Exercise description: Print every row below that falls between the line holding "the white collar" and the line holding "pixel 115 150", inclusive, copying each one character for character.

Excerpted records:

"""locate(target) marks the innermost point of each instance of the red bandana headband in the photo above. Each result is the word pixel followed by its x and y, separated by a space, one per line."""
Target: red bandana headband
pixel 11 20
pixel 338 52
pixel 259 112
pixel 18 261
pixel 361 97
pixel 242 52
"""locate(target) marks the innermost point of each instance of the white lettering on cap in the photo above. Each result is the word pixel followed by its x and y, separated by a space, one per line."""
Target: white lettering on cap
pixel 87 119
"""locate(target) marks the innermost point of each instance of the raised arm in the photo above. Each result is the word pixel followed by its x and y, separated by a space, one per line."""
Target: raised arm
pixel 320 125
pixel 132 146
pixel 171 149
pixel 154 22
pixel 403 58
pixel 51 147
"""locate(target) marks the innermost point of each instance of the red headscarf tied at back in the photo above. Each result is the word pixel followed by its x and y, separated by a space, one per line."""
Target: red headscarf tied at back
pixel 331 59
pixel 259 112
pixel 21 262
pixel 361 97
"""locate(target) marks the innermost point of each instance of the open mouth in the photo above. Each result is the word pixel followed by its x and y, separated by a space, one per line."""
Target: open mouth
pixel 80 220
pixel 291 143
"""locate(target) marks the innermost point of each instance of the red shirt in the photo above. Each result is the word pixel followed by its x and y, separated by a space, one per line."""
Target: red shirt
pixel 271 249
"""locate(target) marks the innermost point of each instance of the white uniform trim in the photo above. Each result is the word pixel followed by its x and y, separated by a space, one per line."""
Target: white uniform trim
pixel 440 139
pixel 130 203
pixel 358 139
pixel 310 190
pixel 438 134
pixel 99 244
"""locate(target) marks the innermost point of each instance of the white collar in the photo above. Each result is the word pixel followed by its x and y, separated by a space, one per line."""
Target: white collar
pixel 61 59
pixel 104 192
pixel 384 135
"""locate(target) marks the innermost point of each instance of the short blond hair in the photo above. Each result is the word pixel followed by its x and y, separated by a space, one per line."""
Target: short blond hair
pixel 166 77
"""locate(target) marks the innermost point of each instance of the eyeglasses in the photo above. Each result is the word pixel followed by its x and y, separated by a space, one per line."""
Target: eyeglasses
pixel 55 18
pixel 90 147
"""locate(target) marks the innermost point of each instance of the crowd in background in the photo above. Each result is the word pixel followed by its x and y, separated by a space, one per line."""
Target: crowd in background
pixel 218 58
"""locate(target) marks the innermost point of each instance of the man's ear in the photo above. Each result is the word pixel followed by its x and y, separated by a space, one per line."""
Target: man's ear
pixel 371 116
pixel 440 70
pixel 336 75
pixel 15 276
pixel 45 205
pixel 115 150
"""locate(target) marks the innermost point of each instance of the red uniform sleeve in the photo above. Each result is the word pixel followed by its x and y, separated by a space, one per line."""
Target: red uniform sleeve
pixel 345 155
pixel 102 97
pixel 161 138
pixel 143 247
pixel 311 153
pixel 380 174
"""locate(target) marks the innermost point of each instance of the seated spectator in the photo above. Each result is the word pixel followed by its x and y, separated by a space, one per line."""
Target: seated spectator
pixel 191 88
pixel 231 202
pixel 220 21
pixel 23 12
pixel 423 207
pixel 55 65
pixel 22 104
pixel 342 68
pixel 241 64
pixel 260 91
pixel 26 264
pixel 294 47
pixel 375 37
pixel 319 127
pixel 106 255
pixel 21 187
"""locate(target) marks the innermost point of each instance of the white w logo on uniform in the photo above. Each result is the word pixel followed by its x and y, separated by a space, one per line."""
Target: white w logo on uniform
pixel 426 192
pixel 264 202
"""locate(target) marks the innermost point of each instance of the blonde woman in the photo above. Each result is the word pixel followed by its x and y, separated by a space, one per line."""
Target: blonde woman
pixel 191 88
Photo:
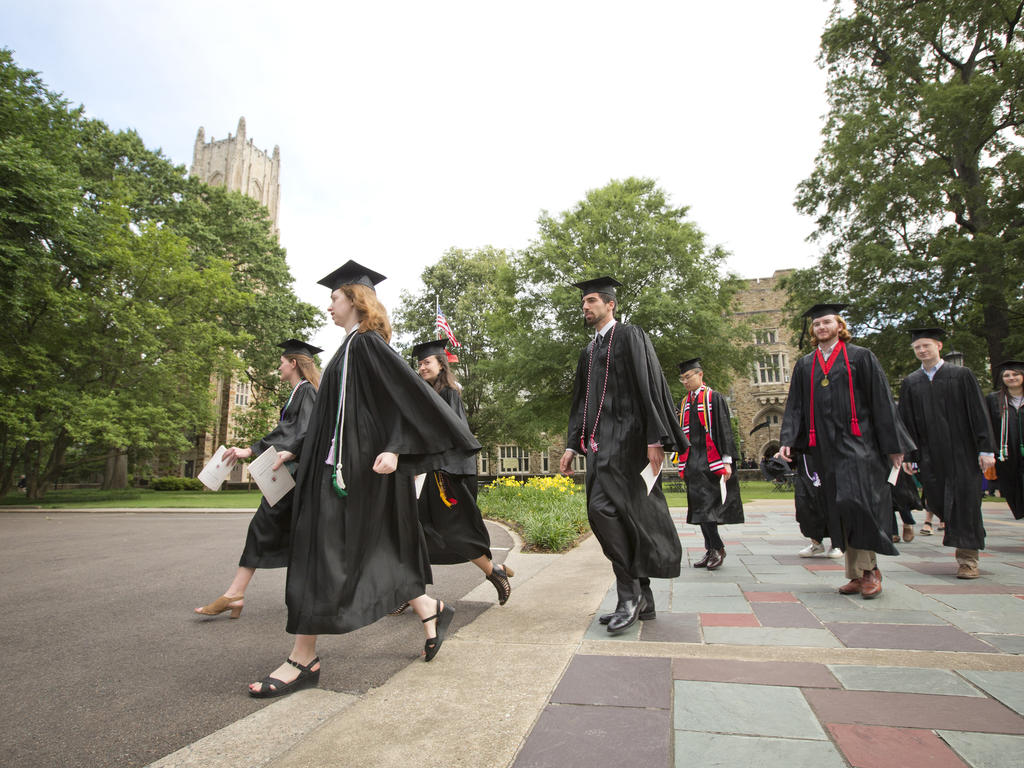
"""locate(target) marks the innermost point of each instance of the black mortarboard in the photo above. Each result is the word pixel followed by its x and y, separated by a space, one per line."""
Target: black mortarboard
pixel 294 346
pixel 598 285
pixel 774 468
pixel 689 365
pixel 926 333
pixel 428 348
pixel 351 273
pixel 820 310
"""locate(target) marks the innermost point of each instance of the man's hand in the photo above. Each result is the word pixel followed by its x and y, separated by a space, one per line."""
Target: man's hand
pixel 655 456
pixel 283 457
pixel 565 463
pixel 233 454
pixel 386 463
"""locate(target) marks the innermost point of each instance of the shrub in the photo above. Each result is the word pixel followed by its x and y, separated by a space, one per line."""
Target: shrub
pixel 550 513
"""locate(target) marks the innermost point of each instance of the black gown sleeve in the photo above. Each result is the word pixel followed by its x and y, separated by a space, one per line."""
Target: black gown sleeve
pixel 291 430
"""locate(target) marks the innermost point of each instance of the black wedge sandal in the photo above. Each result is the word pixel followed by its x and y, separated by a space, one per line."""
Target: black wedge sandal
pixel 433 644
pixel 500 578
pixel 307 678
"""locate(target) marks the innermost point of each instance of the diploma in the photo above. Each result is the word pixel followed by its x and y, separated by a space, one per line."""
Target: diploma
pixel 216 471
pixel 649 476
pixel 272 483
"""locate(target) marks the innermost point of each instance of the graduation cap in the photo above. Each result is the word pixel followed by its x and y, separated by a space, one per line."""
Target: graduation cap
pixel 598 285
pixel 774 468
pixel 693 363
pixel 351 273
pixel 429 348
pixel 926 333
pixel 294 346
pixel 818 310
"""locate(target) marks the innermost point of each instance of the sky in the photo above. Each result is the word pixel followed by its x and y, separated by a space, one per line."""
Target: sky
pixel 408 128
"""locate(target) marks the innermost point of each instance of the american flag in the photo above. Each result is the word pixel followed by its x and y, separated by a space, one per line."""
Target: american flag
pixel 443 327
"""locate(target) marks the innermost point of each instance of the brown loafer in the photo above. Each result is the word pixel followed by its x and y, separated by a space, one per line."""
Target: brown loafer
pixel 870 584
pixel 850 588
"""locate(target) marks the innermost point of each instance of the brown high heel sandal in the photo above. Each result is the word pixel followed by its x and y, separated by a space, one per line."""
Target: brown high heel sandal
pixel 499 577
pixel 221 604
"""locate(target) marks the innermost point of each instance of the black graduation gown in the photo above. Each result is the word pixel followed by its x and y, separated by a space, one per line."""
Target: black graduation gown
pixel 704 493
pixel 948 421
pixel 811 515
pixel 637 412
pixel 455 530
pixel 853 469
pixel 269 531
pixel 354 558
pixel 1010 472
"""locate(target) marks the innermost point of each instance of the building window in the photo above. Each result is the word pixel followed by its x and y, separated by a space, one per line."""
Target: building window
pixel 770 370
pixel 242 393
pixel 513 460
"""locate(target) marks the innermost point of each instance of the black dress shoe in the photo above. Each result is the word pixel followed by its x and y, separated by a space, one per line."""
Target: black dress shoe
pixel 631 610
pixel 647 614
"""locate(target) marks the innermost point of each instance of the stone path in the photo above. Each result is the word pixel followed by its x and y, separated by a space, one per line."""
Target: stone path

==

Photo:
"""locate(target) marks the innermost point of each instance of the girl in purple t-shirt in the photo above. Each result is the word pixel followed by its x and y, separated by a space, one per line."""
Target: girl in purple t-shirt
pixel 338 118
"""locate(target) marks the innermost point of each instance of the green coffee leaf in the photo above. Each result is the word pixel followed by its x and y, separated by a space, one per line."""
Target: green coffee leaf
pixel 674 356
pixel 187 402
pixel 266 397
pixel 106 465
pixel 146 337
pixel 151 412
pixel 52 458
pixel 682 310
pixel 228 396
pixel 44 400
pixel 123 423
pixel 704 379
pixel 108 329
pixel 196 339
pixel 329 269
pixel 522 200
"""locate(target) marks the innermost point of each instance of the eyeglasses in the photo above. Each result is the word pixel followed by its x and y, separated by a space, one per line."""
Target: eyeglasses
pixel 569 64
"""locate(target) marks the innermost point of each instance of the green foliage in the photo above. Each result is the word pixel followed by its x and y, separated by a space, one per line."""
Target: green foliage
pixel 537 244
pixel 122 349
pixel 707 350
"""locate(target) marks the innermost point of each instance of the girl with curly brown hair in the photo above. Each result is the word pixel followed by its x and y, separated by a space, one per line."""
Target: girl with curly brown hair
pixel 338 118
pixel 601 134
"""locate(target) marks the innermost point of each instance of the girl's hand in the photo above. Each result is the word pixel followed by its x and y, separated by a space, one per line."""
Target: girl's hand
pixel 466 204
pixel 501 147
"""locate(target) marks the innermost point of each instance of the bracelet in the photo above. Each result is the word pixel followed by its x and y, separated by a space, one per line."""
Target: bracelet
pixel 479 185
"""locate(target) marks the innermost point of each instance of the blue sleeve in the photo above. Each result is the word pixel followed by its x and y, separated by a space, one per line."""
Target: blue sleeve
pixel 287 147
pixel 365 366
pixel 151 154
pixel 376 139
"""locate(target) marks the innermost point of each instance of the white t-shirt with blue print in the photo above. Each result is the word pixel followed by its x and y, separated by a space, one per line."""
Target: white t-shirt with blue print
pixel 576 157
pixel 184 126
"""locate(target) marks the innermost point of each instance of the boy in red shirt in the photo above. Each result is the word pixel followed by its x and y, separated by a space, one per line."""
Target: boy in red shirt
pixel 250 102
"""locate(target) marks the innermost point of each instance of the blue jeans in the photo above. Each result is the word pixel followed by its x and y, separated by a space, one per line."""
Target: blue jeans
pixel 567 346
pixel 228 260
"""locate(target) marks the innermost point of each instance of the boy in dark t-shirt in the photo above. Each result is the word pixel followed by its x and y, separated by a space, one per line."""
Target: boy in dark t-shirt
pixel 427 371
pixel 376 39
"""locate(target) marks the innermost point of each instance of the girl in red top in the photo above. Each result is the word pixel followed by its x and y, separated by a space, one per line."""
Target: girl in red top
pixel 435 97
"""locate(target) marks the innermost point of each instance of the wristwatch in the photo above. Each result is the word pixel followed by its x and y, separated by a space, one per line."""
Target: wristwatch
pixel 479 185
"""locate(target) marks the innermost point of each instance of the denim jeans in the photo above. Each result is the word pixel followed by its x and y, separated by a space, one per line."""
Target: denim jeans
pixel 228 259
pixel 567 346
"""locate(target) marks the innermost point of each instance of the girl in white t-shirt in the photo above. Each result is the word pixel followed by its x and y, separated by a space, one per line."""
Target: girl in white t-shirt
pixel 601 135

Solution:
"""locate(target) marks the innermost point of each instance of the white collar in the photo above. Each result is the word pixel followed by its x and y, separated by a space, one per line."""
Target: white collar
pixel 61 59
pixel 104 192
pixel 384 135
"""locate(target) marks the innermost point of each instance of the short blond hair in the photo above. Each result is the word pixel followed by its x and y, separated by a space, one per line."""
Target: short blond hair
pixel 166 77
"""locate(target) marks the innermost point of each instance of the eyeglasses in the photo above. Each result is the word pixel followed by its x and y, separated by a space, one per line."""
Target: eyeglasses
pixel 55 18
pixel 90 147
"""locate(target) marks the innermost point of each instance of the crowd in background in the photo above. Each result is the word pixel followed by its x and y, separated by a space, one per line."""
Target: crowd in background
pixel 218 58
"""locate(target) marks the innermost point of each instance of the man's ear in the photo above. Each result is the word pixel followed by its x and y, separated by a space, one per line."""
Target: man's ear
pixel 371 116
pixel 440 70
pixel 336 75
pixel 15 276
pixel 45 205
pixel 115 150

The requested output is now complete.